• _Rows from a pointing dataset_
_ _ _ _ _

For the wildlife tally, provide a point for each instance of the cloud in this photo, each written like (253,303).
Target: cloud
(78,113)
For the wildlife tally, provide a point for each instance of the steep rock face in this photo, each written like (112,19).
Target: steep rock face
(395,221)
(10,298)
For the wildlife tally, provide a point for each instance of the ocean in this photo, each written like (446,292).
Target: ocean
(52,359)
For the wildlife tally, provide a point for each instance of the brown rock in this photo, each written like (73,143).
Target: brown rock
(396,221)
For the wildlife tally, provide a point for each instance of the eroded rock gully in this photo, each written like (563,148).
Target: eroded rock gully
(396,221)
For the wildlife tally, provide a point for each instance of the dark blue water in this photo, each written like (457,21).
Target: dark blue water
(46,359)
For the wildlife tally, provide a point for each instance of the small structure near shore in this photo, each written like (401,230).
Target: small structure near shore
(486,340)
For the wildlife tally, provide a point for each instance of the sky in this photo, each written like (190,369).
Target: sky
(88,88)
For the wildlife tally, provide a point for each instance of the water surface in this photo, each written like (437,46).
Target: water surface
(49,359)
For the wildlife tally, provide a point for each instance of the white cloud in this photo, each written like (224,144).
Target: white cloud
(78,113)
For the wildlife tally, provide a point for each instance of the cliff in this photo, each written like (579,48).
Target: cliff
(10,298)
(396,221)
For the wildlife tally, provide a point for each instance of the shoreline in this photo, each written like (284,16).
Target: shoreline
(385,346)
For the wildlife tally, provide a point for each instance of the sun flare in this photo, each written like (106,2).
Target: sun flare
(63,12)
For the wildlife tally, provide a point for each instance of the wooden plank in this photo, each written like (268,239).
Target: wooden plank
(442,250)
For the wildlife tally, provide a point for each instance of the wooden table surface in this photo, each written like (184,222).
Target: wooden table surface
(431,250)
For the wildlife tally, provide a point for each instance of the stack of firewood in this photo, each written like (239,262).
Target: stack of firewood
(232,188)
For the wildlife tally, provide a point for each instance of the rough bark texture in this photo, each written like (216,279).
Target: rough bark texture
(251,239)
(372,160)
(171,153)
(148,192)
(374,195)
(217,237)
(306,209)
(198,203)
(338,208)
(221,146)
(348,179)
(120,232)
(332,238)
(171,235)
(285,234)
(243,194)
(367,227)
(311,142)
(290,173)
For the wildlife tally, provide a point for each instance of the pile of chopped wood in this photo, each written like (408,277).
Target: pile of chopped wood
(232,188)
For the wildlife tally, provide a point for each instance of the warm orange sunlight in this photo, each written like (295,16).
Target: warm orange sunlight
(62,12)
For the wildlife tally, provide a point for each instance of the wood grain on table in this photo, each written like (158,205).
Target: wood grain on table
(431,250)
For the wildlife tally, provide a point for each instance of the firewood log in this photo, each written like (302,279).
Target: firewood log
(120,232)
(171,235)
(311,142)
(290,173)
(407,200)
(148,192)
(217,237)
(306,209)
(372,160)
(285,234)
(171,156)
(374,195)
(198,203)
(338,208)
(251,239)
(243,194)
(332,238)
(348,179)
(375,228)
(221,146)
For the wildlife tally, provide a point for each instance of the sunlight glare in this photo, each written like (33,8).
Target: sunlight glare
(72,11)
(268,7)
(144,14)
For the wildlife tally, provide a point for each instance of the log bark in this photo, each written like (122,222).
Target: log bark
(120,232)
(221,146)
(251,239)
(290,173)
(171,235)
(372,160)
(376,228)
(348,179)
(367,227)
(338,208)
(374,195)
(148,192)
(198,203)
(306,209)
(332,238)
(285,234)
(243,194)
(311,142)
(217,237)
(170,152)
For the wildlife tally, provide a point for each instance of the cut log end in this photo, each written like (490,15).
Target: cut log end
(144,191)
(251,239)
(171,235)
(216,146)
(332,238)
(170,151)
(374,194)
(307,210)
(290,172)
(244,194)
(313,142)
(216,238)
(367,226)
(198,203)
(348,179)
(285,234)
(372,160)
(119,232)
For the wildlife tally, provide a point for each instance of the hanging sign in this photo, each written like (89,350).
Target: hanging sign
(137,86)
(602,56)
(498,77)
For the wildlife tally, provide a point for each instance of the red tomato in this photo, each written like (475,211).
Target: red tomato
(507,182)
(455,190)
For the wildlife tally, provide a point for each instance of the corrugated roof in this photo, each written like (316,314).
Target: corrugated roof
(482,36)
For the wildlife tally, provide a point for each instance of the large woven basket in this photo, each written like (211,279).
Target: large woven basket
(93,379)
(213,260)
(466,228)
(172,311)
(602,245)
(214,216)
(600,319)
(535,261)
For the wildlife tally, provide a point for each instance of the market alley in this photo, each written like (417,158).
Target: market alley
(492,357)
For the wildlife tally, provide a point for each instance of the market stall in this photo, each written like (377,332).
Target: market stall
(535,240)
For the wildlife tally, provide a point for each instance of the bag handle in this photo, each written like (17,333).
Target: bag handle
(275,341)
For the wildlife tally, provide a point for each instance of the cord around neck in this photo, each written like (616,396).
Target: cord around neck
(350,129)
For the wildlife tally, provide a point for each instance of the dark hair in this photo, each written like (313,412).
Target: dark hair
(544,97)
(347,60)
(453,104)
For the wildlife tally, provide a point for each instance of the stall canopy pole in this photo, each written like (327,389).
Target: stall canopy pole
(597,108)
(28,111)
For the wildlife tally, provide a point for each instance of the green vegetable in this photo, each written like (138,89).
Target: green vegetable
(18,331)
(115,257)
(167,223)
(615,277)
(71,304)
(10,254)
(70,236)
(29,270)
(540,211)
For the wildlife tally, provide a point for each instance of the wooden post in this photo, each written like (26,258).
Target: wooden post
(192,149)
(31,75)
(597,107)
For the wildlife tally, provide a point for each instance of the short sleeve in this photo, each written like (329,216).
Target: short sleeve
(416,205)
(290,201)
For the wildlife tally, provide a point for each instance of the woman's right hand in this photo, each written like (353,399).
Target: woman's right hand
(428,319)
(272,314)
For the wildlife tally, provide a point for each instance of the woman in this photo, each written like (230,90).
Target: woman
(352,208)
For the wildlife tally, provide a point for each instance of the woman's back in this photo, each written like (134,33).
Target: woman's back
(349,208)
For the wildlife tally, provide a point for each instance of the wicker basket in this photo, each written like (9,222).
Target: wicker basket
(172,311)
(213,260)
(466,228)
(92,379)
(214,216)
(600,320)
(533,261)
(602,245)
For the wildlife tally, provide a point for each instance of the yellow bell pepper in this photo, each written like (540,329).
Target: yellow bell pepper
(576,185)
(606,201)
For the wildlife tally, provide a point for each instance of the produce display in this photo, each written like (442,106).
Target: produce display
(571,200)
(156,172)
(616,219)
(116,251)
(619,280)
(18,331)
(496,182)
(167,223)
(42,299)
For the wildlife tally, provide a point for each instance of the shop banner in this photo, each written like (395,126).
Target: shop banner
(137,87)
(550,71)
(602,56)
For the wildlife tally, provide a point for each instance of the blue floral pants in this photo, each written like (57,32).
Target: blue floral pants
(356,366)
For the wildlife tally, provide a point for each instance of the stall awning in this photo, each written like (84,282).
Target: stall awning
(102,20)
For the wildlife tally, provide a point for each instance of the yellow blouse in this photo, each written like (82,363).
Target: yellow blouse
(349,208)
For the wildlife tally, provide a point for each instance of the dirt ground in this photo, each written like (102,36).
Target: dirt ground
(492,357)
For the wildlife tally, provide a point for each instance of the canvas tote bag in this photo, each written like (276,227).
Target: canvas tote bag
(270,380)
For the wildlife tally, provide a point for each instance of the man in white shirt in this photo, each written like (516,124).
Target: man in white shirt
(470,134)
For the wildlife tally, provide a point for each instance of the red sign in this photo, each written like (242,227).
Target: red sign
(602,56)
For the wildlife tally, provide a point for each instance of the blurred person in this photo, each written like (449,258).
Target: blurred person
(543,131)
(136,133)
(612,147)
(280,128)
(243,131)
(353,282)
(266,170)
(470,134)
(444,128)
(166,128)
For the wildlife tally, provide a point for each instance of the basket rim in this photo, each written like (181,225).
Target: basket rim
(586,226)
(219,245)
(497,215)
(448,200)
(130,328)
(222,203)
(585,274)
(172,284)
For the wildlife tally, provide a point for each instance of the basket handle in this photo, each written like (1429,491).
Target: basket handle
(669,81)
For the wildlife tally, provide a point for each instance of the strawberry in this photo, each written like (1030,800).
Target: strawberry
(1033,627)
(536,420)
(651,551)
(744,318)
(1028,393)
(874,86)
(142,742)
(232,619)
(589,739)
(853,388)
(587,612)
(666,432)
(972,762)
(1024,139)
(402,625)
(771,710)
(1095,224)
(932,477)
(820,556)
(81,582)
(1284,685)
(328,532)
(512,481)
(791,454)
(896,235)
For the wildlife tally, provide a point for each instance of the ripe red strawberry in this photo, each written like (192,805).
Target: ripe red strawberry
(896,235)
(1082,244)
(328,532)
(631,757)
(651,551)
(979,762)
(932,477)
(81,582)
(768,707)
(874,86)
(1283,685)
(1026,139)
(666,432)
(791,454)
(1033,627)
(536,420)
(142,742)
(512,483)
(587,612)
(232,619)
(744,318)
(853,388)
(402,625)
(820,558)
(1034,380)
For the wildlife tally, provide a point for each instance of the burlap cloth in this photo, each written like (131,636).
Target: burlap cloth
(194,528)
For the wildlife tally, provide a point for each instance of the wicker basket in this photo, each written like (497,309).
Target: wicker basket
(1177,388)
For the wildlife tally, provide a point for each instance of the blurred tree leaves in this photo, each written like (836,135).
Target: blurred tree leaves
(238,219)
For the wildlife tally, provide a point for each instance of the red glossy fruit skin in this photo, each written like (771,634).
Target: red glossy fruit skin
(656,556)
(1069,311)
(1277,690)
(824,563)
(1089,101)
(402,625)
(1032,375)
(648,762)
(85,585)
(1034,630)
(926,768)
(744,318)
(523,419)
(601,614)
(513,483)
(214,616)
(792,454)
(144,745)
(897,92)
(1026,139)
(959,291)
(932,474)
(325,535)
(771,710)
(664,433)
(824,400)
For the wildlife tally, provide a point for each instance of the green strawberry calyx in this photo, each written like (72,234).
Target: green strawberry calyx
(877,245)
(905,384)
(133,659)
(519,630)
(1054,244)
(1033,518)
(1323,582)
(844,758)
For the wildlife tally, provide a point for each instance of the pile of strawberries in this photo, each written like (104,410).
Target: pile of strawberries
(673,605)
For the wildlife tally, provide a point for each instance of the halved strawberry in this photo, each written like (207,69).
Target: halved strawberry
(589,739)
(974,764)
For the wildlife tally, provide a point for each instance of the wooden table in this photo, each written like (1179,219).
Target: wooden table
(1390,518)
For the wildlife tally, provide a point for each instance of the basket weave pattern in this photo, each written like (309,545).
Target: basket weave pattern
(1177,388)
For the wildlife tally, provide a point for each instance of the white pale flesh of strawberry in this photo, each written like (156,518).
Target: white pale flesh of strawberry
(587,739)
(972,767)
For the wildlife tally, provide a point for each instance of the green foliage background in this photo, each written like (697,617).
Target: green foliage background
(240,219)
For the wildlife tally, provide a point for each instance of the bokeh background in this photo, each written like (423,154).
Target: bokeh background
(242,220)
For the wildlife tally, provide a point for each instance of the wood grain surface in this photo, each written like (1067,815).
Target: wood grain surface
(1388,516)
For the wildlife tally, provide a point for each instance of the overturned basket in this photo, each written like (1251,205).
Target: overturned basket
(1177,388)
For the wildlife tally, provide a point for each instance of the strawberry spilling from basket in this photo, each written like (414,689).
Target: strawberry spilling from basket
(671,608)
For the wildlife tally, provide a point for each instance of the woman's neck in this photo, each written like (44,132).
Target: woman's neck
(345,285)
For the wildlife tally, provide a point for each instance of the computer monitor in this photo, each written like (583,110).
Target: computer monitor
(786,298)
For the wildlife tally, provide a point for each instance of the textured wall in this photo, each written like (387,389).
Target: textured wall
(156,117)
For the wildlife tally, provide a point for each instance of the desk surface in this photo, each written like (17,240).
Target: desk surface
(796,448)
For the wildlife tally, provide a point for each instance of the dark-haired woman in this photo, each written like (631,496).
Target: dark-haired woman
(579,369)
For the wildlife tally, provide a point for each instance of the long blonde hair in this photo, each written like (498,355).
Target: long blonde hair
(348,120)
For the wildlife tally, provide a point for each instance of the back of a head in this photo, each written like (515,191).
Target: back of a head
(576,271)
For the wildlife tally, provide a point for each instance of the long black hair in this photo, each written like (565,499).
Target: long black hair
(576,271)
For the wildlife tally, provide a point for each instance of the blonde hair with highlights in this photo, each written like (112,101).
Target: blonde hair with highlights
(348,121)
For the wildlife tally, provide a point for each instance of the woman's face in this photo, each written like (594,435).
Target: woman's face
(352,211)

_ _ _ _ _

Find the line containing "written like (414,689).". Reproduce it exactly, along with every line after it through the last.

For the wildlife tally, provide a point for each instance of the strawberry spilling from basket in this photo, each written like (414,689).
Target: strawberry spilling from basket
(671,608)
For the wildlife tally, provide a point for each instance of the woman's neck in this photo, each written like (44,132).
Target: woman's neck
(345,285)
For the wildlife tally, provide a point for each instance of the computer monitor in this photo, each written like (583,110).
Target: computer monitor
(786,298)
For the wildlife tally, provide a point for each instance of the textured wall in this photo, each written like (387,389).
Target: textured wall
(156,117)
For the wildlife tally, provide a point for each instance of the desk surface in this photo, each written like (17,240).
Target: desk surface
(796,448)
For the wildlife tally, provide a point for each instance of the dark-haired woman in this photo, each written like (631,496).
Target: dark-haired woman
(579,369)
For the wildlife tally, provide a point for each instance of the long blonde hair in this photo, each written like (498,355).
Target: long blonde hair
(348,120)
For the wildlife tally, provide a point for each instance of the back of a head in this photo, each written like (515,191).
Target: back of a head
(576,271)
For the wildlife tally, provide a point for each instance of the long black hair in this photo, each written like (565,499).
Target: long black hair
(576,271)
For the wildlife tally, provide a point for each instance of the blonde hair with highlights in this photo, each written like (112,101).
Target: blonde hair with highlights
(348,121)
For the wildlife tally, provide a point for each instance of the woman's face in this photo, each written like (594,435).
Target: woman's face
(352,211)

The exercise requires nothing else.